### INSTRUCTION
Put the stretch of entries from the line containing "Target: spray of water" through the end of the entries into a JSON list of strings, one string per line, with blank lines omitted.

### MATERIAL PROVIDED
* * *
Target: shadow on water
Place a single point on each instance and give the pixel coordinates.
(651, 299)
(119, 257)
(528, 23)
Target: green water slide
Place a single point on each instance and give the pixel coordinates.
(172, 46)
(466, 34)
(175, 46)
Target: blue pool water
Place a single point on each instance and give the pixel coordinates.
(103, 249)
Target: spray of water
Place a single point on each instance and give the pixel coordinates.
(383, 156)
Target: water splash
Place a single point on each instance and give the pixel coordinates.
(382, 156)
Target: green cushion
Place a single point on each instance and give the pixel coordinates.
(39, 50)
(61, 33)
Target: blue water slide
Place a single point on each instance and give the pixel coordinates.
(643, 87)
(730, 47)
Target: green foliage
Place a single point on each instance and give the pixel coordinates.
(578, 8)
* * *
### WRITTEN ANSWER
[
  "Target: spray of water",
  "Place a single point on each instance and give the pixel coordinates.",
  "(383, 156)",
  "Target: water splash",
  "Place a single point on each instance and give the pixel coordinates.",
  "(382, 156)",
  "Target: green cushion",
  "Place a single point on each instance and give the pixel coordinates.",
  "(39, 50)",
  "(61, 33)",
  "Target: blue water slide",
  "Place a single point on each instance and give the pixel coordinates.",
  "(643, 87)",
  "(730, 47)",
  "Target: green foliage",
  "Place a single point on each instance and give the pixel coordinates.",
  "(578, 8)"
]